=== O que se pede ===
Copie do excerto, sem qualquer alteração, o trecho iniciado pelas palavras "Outra mulher, esta" e concluído em "nazi, em 1933.".

=== Excerto ===
De Margaret Atwood há a registar “Olho de Gato”, romance sobre a memória, que reflecte sobre o envelhecimento, a partir da história de uma mulher artista, alvo de uma retrospetiva.
Também no campo da memória, ainda que menos ficcionada, poder-se-á ler “Os Rostos que Tenho”, texto fragmentado de Nelida Piñon, dividido em 147 capítulos curtos, com prefácio de Lídia Franco, e de Simone de Beauvoir o famoso e desaparecido “Memórias de uma Menina Bem-Comportada”.
De Jung Chang, escritora chinesa, autora do famoso e clássico “Cisnes Selvagens”, será publicado a grande biografia de Mao Tsé-Tung - livro banido da China, ancorado numa longa investigação desenvolvida ao longo de mais de uma década, na qual é exposta a personalidade e comportamento do líder chinês também no domínio íntimo e familiar. Nesta área geográfica, e igualmente escrito por uma mulher, está a correspondente do jornal inglês Guardian.Tania Branigan é autora de “Memória Vermelha - Viver, Lembrar, e Esquecer a Revolução Cultural Chinesa”.
“O Sexo das Mulheres” de Anne Akrich pode revelar uma nova voz. A história que se afirma “belicosa” logo no subtítulo é a de uma escritora, ensaísta, e jornalista, nascida em 1986, e da sua “arqueologia do ódio”, título do primeiro capítulo. Acho que basta citar a primeira frase que aparece nesta edição para perceber do que trata: “NoTaiti, ainda não eram nossos conhecidos os tesouros da tecnologia moderna; torturar animais ou sermos violadas pelos nossos tios eram as nossas únicas diversões. Brincávamos com a prata da casa.” A dominação e violência masculina de que trata, num tom sarcasmo, irá aparecer, umas páginas depois, também atravessada pelo humor.
De Isabel Vallejo, “O Infinito Num Junco”, livro que conquistou os tops de vendas em Espanha, durante a pandemia, será editado uma adaptação gráfica, com desenhos e aguarelas de Tyto Alba. O livro conta a história dos livros de uma forma próxima, implicada, apaixonada.
Outra mulher, esta próxima e amiga de Anne Frank. Morreu no ano passado. Hanna Pick-Goslar, ela própria prisioneira do campo de concentração Bergen-Belsen, escreve com a ajuda de uma jornalista sobre a sua amizade com Anne Frank, que conheceu em Amesterdão, depois da família ter fugido da Alemanha nazi, em 1933.
Na secção de livros de bolso, é Virginia Woolf que se destaca com o clássico “Mrs Dalloway”.
Sérgio Godinho
Arlindo Camacho
O burlesco de Sérgio Godinho e um clássico de Peixoto
Entre os portugueses a grande novidade está no lançamento de um novo romance de Sérgio Godinho: “Vida e Morte Nas cidades Geminadas”, numa narrativa que cruza Guimarães com Compiègne, e a vida de Amália (“portuguesa, que cantava fados em ré”) e Cédric (“francês, é claro, que trabalhava na morgue). Promete, ainda mais porque a apresentação diz que o confronto entre os dois mundos é burlesco.

=== Registos fornecidos ===
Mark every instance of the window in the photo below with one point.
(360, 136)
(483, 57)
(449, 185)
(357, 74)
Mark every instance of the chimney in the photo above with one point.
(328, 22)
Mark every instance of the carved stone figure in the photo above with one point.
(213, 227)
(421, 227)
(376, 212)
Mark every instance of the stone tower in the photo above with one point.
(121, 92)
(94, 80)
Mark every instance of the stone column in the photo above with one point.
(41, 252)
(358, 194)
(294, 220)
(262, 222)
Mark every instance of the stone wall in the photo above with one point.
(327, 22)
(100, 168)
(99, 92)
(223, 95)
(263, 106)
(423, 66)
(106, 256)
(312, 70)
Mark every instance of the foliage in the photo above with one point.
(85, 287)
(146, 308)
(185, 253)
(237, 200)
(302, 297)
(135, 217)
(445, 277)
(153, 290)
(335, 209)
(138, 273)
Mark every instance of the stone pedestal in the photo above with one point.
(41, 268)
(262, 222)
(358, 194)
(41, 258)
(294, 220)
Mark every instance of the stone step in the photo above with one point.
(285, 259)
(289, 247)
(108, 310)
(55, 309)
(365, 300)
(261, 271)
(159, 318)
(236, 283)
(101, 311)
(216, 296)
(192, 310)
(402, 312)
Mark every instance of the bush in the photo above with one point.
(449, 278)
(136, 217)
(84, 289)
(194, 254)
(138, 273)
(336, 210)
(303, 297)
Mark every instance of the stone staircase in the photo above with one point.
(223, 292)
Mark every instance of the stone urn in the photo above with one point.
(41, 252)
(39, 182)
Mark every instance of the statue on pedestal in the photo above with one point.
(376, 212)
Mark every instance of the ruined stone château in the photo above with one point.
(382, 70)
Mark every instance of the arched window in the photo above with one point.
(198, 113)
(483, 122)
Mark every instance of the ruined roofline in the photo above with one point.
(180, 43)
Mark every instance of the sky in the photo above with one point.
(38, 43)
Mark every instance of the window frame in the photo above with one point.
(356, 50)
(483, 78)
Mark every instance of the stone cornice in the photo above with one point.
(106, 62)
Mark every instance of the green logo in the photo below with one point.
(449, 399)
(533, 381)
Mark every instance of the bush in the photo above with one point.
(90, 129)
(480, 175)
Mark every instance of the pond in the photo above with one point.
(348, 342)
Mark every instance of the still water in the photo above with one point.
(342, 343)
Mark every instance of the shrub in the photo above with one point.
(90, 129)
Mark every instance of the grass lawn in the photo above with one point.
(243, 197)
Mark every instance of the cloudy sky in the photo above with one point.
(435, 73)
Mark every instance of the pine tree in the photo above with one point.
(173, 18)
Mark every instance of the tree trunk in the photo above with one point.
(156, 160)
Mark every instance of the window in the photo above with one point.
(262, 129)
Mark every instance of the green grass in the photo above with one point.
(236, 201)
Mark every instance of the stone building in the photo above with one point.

=== Resposta ===
Outra mulher, esta próxima e amiga de Anne Frank. Morreu no ano passado. Hanna Pick-Goslar, ela própria prisioneira do campo de concentração Bergen-Belsen, escreve com a ajuda de uma jornalista sobre a sua amizade com Anne Frank, que conheceu em Amesterdão, depois da família ter fugido da Alemanha nazi, em 1933.